Dataset rows:

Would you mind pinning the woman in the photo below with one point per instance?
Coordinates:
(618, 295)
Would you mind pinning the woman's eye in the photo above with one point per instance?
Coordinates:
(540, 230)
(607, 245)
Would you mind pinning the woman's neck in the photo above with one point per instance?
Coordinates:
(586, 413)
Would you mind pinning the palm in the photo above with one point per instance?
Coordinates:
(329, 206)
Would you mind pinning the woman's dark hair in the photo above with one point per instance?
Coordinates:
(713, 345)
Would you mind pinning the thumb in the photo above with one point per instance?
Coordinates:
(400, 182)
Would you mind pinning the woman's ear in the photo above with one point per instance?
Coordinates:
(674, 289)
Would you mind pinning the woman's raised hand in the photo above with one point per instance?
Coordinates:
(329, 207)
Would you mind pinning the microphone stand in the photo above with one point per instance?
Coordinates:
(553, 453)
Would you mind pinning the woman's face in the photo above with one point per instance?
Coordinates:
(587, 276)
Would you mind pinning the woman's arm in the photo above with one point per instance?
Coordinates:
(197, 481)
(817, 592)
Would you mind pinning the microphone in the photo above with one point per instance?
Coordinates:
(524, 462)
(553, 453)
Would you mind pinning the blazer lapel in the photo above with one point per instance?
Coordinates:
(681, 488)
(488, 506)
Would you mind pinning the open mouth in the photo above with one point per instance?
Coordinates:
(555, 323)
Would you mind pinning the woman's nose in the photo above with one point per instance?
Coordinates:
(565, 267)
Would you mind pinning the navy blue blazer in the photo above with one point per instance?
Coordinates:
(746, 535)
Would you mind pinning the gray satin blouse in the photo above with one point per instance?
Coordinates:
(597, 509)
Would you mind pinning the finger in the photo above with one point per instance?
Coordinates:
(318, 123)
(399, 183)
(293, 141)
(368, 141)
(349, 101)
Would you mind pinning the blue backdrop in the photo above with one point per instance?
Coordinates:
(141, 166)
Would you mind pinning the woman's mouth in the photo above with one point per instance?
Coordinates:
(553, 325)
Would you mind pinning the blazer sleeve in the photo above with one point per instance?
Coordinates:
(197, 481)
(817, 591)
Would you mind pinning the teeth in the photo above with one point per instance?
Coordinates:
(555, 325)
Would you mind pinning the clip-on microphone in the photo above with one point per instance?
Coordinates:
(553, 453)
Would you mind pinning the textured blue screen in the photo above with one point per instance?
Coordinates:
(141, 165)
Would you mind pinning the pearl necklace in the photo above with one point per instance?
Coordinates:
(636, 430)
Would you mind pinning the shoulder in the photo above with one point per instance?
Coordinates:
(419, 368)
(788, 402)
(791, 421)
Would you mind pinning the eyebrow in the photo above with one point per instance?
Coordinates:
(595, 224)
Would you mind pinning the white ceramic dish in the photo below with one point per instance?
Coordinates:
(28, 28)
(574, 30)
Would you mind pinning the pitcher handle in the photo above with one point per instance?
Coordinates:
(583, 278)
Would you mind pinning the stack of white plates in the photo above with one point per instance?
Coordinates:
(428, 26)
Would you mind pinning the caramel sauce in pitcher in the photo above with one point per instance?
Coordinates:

What the exercise asks: Every line above should be written out again exactly as it stands.

Exercise result:
Would you mind pinning the woman in the photo below with one point per instance?
Coordinates:
(618, 295)
Would you mind pinning the woman's eye in the photo above with one point per instance?
Coordinates:
(540, 230)
(607, 245)
Would you mind pinning the woman's neck in the photo above with one point per instance?
Coordinates:
(586, 413)
Would you mind pinning the palm in the photo above with one point per instance?
Coordinates:
(329, 206)
Would you mind pinning the woman's dark hair in the photo above with one point per instance?
Coordinates:
(713, 345)
Would you mind pinning the thumb in the photo above with one point per instance?
Coordinates:
(400, 182)
Would you mind pinning the woman's ear in the photo above with one point per instance?
Coordinates:
(674, 289)
Would you mind pinning the woman's raised hand in the photo above with one point per instance?
Coordinates:
(329, 207)
Would you mind pinning the microphone stand in the photo above with one point per instance?
Coordinates:
(553, 453)
Would you mind pinning the woman's face in the photo above with one point per instance?
Coordinates:
(587, 276)
Would you mind pinning the woman's arm in the photo above with one point per instance?
Coordinates:
(197, 481)
(817, 592)
Would you mind pinning the microphone in the photo above with one point per instance?
Coordinates:
(524, 462)
(553, 453)
Would you mind pinning the blazer lapel in the photo above with one point per instance?
Coordinates:
(681, 488)
(488, 506)
Would you mind pinning the open mouth in the photo above with one point per instance?
Coordinates:
(555, 323)
Would you mind pinning the woman's nose in the photo above with one point per instance?
Coordinates:
(565, 267)
Would you mind pinning the navy blue blazer in the photo above with one point per instance?
Coordinates:
(746, 535)
Would you mind pinning the gray satin blouse in the photo above with one point per instance?
Coordinates:
(597, 509)
Would you mind pinning the finger in the photo above with one point per instance?
Coordinates:
(318, 123)
(399, 183)
(293, 141)
(368, 141)
(349, 101)
Would you mind pinning the blue backdrop in the photo above with one point per instance?
Coordinates:
(141, 166)
Would you mind pinning the woman's mouth in the photo above with one point per instance?
Coordinates:
(553, 325)
Would you mind pinning the blazer sleeve in the photo above with one point per instance?
Coordinates:
(197, 481)
(817, 591)
Would you mind pinning the teeth in the photo above with one point per instance?
Coordinates:
(555, 325)
Would you mind pinning the clip-on microphone in the photo above with one point per instance?
Coordinates:
(553, 453)
Would you mind pinning the textured blue screen in the photo above with one point per instance?
Coordinates:
(141, 165)
Would you mind pinning the pearl necklace in the photo above with one point per instance?
Coordinates:
(636, 430)
Would you mind pinning the shoulder in the photo above with one point per instance?
Coordinates:
(419, 368)
(788, 402)
(791, 421)
Would you mind pinning the eyebrow in the photo above with one point per instance?
Coordinates:
(595, 224)
Would you mind pinning the white ceramic dish in the photo below with one point per instance?
Coordinates:
(28, 28)
(574, 30)
Would you mind pinning the pitcher handle in the photo above with one point per instance?
Coordinates:
(583, 278)
Would you mind pinning the stack of white plates in the photo above with one point per instance?
Coordinates:
(428, 26)
Would you mind pinning the caramel sauce in pitcher in the photo above with one point per instance?
Coordinates:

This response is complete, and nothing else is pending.